• **What is asked**:
Repeat verbatim every line of the material, beginning at the line that holds "Look at the photo above. For each instance of the patio" and ending at its last line.
::: Data listing
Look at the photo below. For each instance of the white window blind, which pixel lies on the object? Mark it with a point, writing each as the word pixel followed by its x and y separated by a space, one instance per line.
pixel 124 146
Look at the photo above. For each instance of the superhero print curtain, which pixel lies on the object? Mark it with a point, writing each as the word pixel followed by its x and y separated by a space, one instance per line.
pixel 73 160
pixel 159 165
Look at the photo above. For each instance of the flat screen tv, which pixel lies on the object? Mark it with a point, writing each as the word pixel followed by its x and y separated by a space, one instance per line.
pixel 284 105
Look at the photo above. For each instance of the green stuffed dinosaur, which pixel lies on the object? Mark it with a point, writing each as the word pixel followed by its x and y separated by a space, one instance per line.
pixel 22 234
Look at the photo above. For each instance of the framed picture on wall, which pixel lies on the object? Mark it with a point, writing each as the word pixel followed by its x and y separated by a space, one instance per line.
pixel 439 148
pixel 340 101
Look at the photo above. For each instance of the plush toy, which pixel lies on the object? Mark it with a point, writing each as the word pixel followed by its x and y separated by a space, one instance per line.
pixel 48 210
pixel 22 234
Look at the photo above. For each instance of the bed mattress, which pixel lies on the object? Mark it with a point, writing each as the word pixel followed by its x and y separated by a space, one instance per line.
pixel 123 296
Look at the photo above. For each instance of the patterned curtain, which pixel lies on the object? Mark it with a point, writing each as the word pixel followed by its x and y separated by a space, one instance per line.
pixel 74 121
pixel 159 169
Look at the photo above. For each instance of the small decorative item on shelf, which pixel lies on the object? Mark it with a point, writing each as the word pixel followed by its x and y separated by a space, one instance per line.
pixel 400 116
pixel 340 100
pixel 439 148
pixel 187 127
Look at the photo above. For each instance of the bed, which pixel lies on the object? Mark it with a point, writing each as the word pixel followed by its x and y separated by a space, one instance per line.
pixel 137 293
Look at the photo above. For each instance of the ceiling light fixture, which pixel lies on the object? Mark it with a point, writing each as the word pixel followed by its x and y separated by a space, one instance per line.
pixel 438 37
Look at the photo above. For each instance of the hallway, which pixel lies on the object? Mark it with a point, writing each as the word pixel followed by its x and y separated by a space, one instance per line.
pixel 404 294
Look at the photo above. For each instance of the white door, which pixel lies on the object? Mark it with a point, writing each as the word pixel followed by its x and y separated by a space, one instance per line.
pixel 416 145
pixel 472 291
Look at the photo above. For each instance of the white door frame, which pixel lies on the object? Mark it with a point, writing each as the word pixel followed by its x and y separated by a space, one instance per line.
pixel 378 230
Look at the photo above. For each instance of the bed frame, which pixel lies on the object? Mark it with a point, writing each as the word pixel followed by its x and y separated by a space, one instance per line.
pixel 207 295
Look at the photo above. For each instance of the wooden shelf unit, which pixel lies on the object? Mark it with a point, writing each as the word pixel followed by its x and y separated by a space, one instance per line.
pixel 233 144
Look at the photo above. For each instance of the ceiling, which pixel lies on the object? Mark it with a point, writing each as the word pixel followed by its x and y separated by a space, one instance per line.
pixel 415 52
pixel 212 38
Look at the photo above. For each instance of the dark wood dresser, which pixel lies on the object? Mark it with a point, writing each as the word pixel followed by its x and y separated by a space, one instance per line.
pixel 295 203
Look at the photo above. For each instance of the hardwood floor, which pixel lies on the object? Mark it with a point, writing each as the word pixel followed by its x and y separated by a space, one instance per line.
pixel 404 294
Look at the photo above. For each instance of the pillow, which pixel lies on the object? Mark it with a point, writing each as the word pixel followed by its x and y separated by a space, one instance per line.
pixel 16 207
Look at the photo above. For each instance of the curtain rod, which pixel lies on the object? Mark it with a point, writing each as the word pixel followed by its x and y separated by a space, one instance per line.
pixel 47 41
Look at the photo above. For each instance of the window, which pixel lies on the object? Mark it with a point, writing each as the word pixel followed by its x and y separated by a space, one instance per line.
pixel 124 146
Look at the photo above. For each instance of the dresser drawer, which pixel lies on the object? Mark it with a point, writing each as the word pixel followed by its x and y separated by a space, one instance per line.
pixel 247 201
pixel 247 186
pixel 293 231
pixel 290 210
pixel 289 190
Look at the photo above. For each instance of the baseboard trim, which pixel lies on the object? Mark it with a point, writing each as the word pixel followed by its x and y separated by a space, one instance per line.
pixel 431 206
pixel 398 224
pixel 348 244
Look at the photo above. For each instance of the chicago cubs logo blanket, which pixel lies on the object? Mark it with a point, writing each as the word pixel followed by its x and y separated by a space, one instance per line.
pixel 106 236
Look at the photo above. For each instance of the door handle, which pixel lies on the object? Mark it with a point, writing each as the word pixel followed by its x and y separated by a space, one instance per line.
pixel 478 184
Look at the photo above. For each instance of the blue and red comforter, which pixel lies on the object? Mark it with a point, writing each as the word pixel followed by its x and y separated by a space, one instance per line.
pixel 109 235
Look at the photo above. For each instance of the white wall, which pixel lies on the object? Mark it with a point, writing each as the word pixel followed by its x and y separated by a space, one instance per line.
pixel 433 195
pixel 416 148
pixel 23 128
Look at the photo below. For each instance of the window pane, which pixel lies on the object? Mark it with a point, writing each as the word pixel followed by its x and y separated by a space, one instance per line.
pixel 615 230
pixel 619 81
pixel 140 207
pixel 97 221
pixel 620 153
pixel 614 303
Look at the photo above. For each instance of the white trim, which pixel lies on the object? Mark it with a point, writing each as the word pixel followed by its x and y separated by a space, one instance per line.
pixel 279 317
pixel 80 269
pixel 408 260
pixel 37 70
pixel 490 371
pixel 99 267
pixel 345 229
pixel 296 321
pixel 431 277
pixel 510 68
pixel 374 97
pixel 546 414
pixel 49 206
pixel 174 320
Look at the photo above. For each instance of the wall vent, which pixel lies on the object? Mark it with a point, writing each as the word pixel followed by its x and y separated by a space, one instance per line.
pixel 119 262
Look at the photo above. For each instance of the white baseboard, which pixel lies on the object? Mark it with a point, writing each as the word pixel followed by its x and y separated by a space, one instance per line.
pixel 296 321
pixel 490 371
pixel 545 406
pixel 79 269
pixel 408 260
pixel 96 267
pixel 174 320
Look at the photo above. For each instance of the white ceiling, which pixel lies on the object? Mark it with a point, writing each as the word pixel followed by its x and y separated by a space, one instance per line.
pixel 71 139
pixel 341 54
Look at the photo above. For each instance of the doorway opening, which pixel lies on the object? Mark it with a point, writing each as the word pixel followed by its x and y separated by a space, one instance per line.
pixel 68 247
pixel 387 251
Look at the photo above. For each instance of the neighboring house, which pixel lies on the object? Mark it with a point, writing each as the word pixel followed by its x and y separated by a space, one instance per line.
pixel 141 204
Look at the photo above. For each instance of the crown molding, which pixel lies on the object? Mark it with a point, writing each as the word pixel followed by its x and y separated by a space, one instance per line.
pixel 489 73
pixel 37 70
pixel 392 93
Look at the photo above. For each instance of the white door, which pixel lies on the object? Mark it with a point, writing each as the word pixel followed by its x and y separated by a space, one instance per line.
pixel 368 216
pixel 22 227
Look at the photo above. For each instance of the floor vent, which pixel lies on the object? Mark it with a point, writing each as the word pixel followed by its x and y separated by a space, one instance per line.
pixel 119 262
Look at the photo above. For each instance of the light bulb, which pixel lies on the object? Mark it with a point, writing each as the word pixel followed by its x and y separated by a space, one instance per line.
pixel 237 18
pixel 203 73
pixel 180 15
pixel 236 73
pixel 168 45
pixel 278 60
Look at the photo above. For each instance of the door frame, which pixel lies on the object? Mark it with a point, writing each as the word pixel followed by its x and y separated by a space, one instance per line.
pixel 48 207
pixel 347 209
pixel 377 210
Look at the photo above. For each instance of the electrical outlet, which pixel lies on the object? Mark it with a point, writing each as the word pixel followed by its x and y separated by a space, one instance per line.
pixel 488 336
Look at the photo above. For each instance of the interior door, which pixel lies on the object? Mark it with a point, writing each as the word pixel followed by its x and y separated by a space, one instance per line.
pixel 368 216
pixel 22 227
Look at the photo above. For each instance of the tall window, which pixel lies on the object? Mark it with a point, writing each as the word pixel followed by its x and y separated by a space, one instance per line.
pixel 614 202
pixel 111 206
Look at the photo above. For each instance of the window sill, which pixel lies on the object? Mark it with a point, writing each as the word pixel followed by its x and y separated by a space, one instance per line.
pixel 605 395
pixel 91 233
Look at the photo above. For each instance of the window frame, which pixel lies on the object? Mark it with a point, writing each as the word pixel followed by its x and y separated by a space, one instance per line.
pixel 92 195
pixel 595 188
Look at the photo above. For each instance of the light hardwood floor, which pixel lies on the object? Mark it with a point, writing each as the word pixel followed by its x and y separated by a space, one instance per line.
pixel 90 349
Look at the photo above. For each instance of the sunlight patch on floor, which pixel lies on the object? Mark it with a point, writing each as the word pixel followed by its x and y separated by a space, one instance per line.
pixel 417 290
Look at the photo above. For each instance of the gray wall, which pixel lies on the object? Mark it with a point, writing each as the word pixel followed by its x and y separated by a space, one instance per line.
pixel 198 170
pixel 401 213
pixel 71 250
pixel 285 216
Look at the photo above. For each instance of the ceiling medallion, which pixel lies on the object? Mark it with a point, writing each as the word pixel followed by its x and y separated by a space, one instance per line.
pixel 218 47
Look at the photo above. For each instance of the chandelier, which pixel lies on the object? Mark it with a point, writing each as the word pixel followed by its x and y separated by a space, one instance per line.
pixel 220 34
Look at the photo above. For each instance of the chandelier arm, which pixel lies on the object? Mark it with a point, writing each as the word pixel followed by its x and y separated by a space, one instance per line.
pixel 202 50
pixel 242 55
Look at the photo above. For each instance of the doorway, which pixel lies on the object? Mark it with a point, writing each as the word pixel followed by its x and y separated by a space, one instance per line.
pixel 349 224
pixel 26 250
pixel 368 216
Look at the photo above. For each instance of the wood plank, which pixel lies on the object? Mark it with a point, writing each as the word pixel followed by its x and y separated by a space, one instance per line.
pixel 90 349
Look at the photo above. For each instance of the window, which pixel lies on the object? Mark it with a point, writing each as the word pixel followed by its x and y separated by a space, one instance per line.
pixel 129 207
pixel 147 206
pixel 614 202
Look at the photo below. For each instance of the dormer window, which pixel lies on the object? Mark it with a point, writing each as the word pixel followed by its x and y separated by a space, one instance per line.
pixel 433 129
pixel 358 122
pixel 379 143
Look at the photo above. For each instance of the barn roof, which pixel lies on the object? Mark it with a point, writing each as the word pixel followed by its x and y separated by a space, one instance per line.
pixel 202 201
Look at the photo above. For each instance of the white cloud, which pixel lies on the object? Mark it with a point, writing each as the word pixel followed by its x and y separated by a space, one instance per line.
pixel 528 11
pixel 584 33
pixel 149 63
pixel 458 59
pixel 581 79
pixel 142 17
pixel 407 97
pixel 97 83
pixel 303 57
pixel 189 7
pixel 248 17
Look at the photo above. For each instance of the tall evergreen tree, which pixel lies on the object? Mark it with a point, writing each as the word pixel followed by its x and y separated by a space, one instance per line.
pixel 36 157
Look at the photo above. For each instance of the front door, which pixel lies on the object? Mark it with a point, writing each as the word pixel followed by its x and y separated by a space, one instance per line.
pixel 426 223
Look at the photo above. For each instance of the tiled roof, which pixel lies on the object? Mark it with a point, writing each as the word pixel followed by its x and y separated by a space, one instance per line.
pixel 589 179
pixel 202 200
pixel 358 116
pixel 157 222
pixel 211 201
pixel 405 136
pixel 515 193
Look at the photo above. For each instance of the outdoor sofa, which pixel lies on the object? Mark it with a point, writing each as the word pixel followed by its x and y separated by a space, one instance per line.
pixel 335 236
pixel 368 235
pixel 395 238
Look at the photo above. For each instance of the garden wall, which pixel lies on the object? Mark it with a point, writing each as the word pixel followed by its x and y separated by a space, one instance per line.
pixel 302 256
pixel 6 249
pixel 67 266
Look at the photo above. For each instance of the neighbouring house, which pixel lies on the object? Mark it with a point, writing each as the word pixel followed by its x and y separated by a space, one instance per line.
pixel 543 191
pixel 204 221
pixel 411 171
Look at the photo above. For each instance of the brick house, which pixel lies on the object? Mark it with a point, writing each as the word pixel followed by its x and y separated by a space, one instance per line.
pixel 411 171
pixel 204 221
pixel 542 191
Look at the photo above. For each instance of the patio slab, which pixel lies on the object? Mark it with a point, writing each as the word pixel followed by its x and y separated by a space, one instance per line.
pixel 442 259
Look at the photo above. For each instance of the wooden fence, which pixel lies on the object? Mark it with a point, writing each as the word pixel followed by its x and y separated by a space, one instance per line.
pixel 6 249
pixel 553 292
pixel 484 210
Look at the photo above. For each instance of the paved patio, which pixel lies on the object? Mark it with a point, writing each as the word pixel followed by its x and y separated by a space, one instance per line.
::::::
• **Exercise solution**:
Look at the photo above. For each instance of the patio slab, which pixel lies on the object? Mark it with a point, writing each as the word pixel followed by its x and y separated by a space, one instance per line.
pixel 442 259
Look at the photo above. For each instance of the wooden fence, which pixel lies on the object? Mark it with a point, writing each as the word pixel followed by its x and y separated by a space, one instance per line.
pixel 6 249
pixel 553 292
pixel 484 210
Look at the photo above. For each instance of the paved patio, which pixel lies on the object? Mark it with a point, writing each as the word pixel followed by its x and y separated by a space, one instance per line.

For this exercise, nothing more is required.